**RECORD EXTRACTS:**

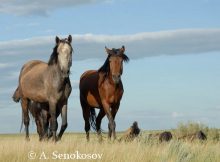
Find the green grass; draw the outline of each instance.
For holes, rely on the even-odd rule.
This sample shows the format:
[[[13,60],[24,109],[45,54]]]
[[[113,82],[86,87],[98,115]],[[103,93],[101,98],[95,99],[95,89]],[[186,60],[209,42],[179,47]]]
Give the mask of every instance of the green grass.
[[[176,137],[177,130],[172,130]],[[30,141],[24,140],[24,134],[0,135],[0,161],[37,162],[37,161],[103,161],[103,162],[219,162],[220,142],[208,138],[205,142],[178,141],[176,138],[168,143],[159,143],[158,138],[149,139],[150,133],[161,131],[142,131],[141,135],[132,142],[107,140],[104,134],[100,143],[96,134],[91,134],[90,142],[85,139],[85,133],[65,133],[62,141],[54,144],[51,141],[39,142],[36,134],[30,135]],[[120,138],[122,133],[117,133]],[[30,160],[28,153],[33,151],[36,158]],[[101,160],[53,160],[52,153],[102,154]],[[49,157],[40,160],[44,153]]]

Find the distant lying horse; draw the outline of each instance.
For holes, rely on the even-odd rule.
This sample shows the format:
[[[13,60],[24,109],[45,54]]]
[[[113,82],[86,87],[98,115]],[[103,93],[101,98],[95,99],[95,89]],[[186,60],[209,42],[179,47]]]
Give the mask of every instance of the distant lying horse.
[[[125,48],[120,49],[105,48],[108,57],[99,70],[89,70],[82,74],[80,78],[80,103],[85,120],[85,131],[89,140],[90,124],[101,136],[101,121],[107,115],[109,120],[108,137],[116,138],[115,135],[115,115],[119,109],[123,95],[123,85],[121,75],[123,72],[123,61],[129,61],[124,54]],[[95,109],[99,108],[96,118]]]
[[[119,141],[130,142],[133,141],[140,134],[140,128],[138,127],[138,123],[135,121],[132,126],[125,131],[123,136],[119,139]]]
[[[59,39],[56,37],[56,46],[49,62],[30,61],[26,63],[19,76],[19,85],[14,93],[14,100],[21,100],[26,139],[29,140],[28,105],[31,101],[48,104],[50,129],[53,140],[56,141],[57,111],[61,112],[62,127],[67,125],[67,98],[65,99],[66,83],[69,81],[72,65],[72,37]],[[65,129],[64,129],[65,130]],[[59,134],[62,136],[62,134]],[[61,136],[59,138],[61,138]]]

**WHAT NEEDS TO BE DONE:** Resize the items from the line that contains "Find the distant" through the end of the items. Write all of those lines out again, requests included, with every polygon vertex coordinate in the answers multiplied by 1.7 and rounded to a whole number (halves up), and leave the numbers in the requests and format samples unchanged.

**EXERCISE RESULT:**
Find the distant lying horse; draw the outline of each instance.
For holes, rely on the even-odd rule.
This sample shows the format:
[[[13,60],[24,109],[45,54]]]
[[[113,82],[86,87],[98,115]],[[103,93],[101,98],[95,99],[95,89]],[[186,60],[209,42],[179,47]]]
Give the mask of every instance of the distant lying horse.
[[[213,82],[204,83],[179,82],[184,97],[168,119],[151,119],[139,126],[136,133],[136,175],[145,204],[145,223],[151,238],[153,211],[172,231],[172,206],[182,196],[185,204],[184,233],[197,235],[196,230],[196,196],[202,185],[209,162],[209,145],[206,128],[209,122],[209,104],[219,104],[211,92]],[[162,185],[168,184],[163,201]]]
[[[202,240],[221,241],[226,240],[238,228],[238,218],[235,216],[235,209],[230,206],[224,214],[213,223],[209,231],[202,236]]]
[[[100,66],[95,63],[95,78],[83,105],[51,104],[44,107],[32,129],[32,145],[24,158],[24,170],[36,170],[44,236],[49,238],[48,179],[53,172],[82,177],[85,219],[90,238],[95,240],[97,189],[104,190],[105,216],[114,213],[114,167],[111,168],[112,141],[117,138],[122,111],[122,63]],[[111,219],[109,219],[111,221]],[[100,228],[105,231],[105,228]],[[104,231],[100,235],[104,235]]]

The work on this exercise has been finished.